> WHAT THIS TASK INVOLVES
Please format the entries below as a JSON list of strings, one string for each line, leaving out any blank lines.

> DATA PROVIDED
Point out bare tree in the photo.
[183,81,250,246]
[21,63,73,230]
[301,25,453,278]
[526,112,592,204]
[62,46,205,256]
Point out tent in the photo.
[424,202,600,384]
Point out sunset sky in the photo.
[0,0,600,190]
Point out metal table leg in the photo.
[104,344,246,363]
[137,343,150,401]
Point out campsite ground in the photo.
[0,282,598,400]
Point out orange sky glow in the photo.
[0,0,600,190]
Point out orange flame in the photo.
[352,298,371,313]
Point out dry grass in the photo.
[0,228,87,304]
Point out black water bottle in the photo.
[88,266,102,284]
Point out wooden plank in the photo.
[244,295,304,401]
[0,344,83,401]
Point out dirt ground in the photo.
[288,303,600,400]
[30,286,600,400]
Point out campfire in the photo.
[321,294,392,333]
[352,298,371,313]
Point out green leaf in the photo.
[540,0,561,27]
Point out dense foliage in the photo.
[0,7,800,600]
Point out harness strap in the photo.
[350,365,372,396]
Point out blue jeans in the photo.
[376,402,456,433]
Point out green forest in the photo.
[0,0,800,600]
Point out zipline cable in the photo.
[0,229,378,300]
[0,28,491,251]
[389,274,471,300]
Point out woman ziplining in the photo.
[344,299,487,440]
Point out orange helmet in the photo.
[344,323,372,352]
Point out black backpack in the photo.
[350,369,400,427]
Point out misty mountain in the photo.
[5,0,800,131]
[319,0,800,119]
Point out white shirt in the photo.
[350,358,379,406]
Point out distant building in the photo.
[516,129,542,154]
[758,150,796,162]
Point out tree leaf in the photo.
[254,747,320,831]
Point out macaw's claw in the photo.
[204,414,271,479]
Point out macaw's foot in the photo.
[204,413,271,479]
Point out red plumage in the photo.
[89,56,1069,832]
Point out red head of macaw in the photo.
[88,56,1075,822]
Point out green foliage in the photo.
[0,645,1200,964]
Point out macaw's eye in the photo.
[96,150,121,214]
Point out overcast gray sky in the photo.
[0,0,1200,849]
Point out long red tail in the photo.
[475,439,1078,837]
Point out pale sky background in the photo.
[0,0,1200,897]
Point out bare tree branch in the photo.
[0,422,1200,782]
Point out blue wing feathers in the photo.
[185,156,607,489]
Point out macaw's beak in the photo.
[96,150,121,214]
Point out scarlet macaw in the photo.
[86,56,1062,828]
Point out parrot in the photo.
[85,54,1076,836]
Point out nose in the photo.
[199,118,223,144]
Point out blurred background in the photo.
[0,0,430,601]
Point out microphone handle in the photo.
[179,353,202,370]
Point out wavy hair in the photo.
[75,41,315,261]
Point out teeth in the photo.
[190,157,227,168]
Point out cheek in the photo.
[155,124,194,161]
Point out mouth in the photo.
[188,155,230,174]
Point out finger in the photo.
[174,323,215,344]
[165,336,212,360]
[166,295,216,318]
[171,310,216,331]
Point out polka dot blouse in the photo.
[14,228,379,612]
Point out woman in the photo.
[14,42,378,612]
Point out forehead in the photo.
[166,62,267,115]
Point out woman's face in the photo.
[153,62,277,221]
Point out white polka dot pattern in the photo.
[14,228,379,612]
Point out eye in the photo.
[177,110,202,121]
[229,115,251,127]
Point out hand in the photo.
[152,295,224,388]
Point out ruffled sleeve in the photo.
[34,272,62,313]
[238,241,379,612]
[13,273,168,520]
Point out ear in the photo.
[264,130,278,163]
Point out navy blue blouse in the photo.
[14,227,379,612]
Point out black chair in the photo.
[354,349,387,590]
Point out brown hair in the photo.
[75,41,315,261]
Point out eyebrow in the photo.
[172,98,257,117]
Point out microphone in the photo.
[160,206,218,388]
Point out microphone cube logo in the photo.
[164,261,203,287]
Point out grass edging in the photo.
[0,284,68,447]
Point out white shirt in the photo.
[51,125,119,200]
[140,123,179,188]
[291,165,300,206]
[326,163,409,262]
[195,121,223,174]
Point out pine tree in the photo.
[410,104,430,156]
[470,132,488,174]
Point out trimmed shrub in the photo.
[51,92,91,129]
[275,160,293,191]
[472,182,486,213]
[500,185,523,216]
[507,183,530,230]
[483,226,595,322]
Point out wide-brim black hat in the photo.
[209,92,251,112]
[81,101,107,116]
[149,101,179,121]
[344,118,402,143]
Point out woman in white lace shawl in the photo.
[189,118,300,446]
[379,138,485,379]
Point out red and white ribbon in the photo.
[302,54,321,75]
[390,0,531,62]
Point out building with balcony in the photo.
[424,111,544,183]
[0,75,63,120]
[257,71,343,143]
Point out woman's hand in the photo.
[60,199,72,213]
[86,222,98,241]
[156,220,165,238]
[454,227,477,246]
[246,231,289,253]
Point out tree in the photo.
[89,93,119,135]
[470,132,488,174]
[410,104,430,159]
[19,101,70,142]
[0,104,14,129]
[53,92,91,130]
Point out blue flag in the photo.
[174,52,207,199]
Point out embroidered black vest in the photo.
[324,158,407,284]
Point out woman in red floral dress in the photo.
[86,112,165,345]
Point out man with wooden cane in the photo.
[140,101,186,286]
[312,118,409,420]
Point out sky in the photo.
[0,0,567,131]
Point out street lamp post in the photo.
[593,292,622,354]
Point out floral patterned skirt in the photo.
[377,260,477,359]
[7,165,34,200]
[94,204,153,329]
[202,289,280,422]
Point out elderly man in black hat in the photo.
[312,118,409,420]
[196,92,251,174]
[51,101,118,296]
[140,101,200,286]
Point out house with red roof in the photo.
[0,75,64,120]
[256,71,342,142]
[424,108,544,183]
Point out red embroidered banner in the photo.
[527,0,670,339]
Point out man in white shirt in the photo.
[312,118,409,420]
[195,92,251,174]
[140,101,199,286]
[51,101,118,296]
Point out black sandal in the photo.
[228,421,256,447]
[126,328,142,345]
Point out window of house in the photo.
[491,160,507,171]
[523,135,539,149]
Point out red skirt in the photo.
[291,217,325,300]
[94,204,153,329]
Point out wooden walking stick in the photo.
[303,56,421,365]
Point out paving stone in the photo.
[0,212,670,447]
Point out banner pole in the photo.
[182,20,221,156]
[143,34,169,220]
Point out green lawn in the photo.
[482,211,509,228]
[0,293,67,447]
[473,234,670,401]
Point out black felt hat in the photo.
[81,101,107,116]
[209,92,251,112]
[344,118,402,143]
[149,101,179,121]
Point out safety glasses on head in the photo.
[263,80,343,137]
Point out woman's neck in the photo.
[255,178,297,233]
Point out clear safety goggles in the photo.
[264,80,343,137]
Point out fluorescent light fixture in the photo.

> WORKED SOLUTION
[
  "Point out bare tree in the photo.",
  "[183,81,250,246]",
  "[21,63,73,230]",
  "[301,25,453,278]",
  "[526,112,592,204]",
  "[62,46,205,256]",
  "Point out tent in the photo.",
  "[424,202,600,384]",
  "Point out sunset sky in the photo.",
  "[0,0,600,190]",
  "Point out metal table leg in the photo.",
  "[104,344,246,363]",
  "[137,343,150,401]",
  "Point out campsite ground in the photo.",
  "[0,282,598,400]",
  "Point out orange sky glow in the photo.",
  "[0,0,600,190]",
  "Point out orange flame in the photo.",
  "[352,298,371,313]",
  "Point out dry grass in the photo.",
  "[0,228,87,304]",
  "Point out black water bottle in the photo.",
  "[88,266,102,284]",
  "Point out wooden plank in the photo.",
  "[244,295,304,401]",
  "[0,344,83,401]",
  "Point out dirt ground in the photo.",
  "[288,303,600,400]",
  "[30,286,600,400]",
  "Point out campfire in the photo.",
  "[321,294,392,333]",
  "[352,298,371,313]",
  "Point out green leaf in the photo.",
  "[540,0,561,27]",
  "Point out dense foliage in the photo.",
  "[0,7,800,600]",
  "Point out harness strap in the photo.",
  "[350,365,372,396]",
  "Point out blue jeans in the photo.",
  "[376,402,456,433]",
  "Point out green forest in the photo.",
  "[0,0,800,600]",
  "Point out zipline cable in the photo.",
  "[0,229,378,300]",
  "[0,28,491,251]",
  "[389,274,471,300]",
  "Point out woman ziplining in the photo.",
  "[344,299,487,440]",
  "Point out orange helmet in the photo.",
  "[344,323,372,352]",
  "Point out black backpack in the photo.",
  "[350,369,400,427]",
  "Point out misty mountain in the photo.",
  "[5,0,800,131]",
  "[319,0,800,119]",
  "Point out white shirt in the photo.",
  "[350,358,379,406]",
  "Point out distant building in the photo.",
  "[516,129,542,154]",
  "[758,150,796,162]",
  "Point out tree leaf in the photo.",
  "[254,747,320,831]",
  "Point out macaw's claw in the photo.",
  "[204,414,271,479]",
  "Point out macaw's foot in the photo.",
  "[204,413,271,479]",
  "Point out red plumage in the photo.",
  "[89,56,1069,832]",
  "Point out red head of macaw in the photo.",
  "[88,56,1075,822]",
  "Point out green foliage in the photo.",
  "[0,645,1200,964]",
  "Point out macaw's eye in the photo.",
  "[96,150,121,214]",
  "Point out overcast gray sky in the photo.",
  "[0,0,1200,849]",
  "Point out long red tail in the photo.",
  "[475,439,1078,837]",
  "Point out pale sky background in the photo.",
  "[0,0,1200,897]",
  "Point out bare tree branch in the photo.",
  "[0,422,1200,782]",
  "Point out blue wing feathers in the photo.",
  "[185,156,607,489]",
  "Point out macaw's beak in the photo.",
  "[96,150,121,214]",
  "Point out scarlet macaw in the photo.",
  "[86,56,1062,828]",
  "Point out parrot in the photo.",
  "[85,54,1076,836]",
  "Point out nose in the photo.",
  "[199,118,223,144]",
  "Point out blurred background in the photo.",
  "[0,0,430,601]",
  "Point out microphone handle in the photo.",
  "[179,353,202,370]",
  "Point out wavy hair in the photo.",
  "[75,41,315,261]",
  "Point out teeth in the photo.",
  "[190,157,227,168]",
  "Point out cheek in the photo.",
  "[155,124,194,161]",
  "Point out mouth in the photo.",
  "[188,155,230,174]",
  "Point out finger in the photo.",
  "[174,323,215,344]",
  "[165,336,212,360]",
  "[166,295,216,318]",
  "[171,310,216,331]",
  "Point out polka dot blouse in the photo.",
  "[14,228,379,612]",
  "Point out woman in the photo.",
  "[14,42,378,612]",
  "Point out forehead in the photo.",
  "[166,62,267,115]",
  "Point out woman's face in the photo.",
  "[153,62,277,221]",
  "Point out white polka dot pattern in the photo.",
  "[14,228,379,612]",
  "Point out eye in the photo.",
  "[177,110,202,121]",
  "[229,115,251,127]",
  "Point out hand in the photo.",
  "[152,295,224,388]",
  "Point out ruffled sleeve in the photo.",
  "[34,272,62,313]",
  "[238,241,379,612]",
  "[13,273,168,520]",
  "Point out ear in the photo.",
  "[264,130,278,163]",
  "Point out navy blue blouse in the photo.",
  "[14,227,379,612]",
  "Point out black chair in the photo.",
  "[354,349,387,590]",
  "Point out brown hair in the photo.",
  "[75,41,315,261]",
  "Point out eyebrow in the photo.",
  "[172,98,257,117]",
  "Point out microphone in the photo.",
  "[160,206,218,388]",
  "Point out microphone cube logo in the photo.",
  "[164,261,203,287]",
  "Point out grass edging in the photo.",
  "[0,284,68,447]",
  "Point out white shirt in the photo.",
  "[51,125,119,200]",
  "[140,123,179,188]",
  "[291,165,300,206]",
  "[326,163,409,262]",
  "[195,121,223,174]",
  "Point out pine tree in the photo.",
  "[410,104,430,156]",
  "[470,132,488,174]",
  "Point out trimmed shrub in the photo.",
  "[51,92,91,129]",
  "[275,160,293,191]",
  "[472,182,486,213]",
  "[500,185,523,216]",
  "[507,183,530,230]",
  "[483,226,595,322]",
  "Point out wide-brim black hat in the photo.",
  "[209,92,251,112]",
  "[81,101,107,116]",
  "[149,101,179,121]",
  "[344,118,402,143]",
  "Point out woman in white lace shawl in the photo.",
  "[189,118,300,446]",
  "[379,138,485,379]",
  "Point out red and white ribbon in the photo.",
  "[302,54,321,75]",
  "[390,0,531,62]",
  "Point out building with balcony in the photo.",
  "[424,111,544,183]",
  "[0,75,63,120]",
  "[257,71,343,143]",
  "Point out woman's hand in the photo.",
  "[60,199,72,213]",
  "[86,222,98,241]",
  "[156,220,165,238]",
  "[454,227,477,246]",
  "[246,231,289,253]",
  "Point out tree in the photo.",
  "[89,93,119,135]",
  "[470,132,488,174]",
  "[410,104,430,159]",
  "[19,101,70,142]",
  "[0,104,14,129]",
  "[53,92,91,130]",
  "Point out blue flag in the photo.",
  "[174,52,207,199]",
  "Point out embroidered black vest in the photo.",
  "[324,158,407,284]",
  "Point out woman in red floral dress in the photo.",
  "[86,112,165,345]",
  "Point out man with wooden cane in the photo.",
  "[140,101,186,286]",
  "[312,118,409,420]",
  "Point out sky in the photo.",
  "[0,0,567,131]",
  "Point out street lamp post in the photo.",
  "[593,292,622,354]",
  "Point out floral patterned skirt in the photo.",
  "[377,260,477,359]",
  "[7,165,34,200]",
  "[94,204,153,329]",
  "[202,289,280,422]",
  "Point out elderly man in black hat in the photo.",
  "[312,118,409,420]",
  "[196,92,251,174]",
  "[51,101,118,296]",
  "[140,101,200,286]",
  "Point out house with red roof in the photo.",
  "[0,75,64,120]",
  "[256,71,342,142]",
  "[424,108,544,183]",
  "Point out red embroidered banner in the photo.",
  "[527,0,670,339]",
  "Point out man in white shirt in the photo.",
  "[312,118,409,420]",
  "[195,92,251,174]",
  "[140,101,199,286]",
  "[51,101,118,296]",
  "Point out black sandal in the photo.",
  "[228,421,256,447]",
  "[126,328,142,345]",
  "Point out window of house in the photo.",
  "[491,160,507,171]",
  "[523,135,539,149]",
  "Point out red skirt in the photo.",
  "[291,217,325,300]",
  "[94,204,153,329]",
  "Point out wooden walking stick in the photo.",
  "[303,56,421,365]",
  "Point out paving stone in the photo.",
  "[0,212,670,447]",
  "Point out banner pole in the photo.",
  "[182,20,221,156]",
  "[143,34,169,220]",
  "Point out green lawn in the photo.",
  "[482,211,509,228]",
  "[0,293,67,447]",
  "[473,234,670,401]",
  "Point out black felt hat in the photo.",
  "[81,101,107,116]",
  "[209,92,251,112]",
  "[344,118,402,143]",
  "[149,101,179,121]",
  "Point out safety glasses on head in the photo.",
  "[263,80,343,137]",
  "Point out woman's neck in the photo.",
  "[255,178,297,233]",
  "Point out clear safety goggles in the photo.",
  "[264,80,343,137]",
  "Point out fluorescent light fixture in the photo."
]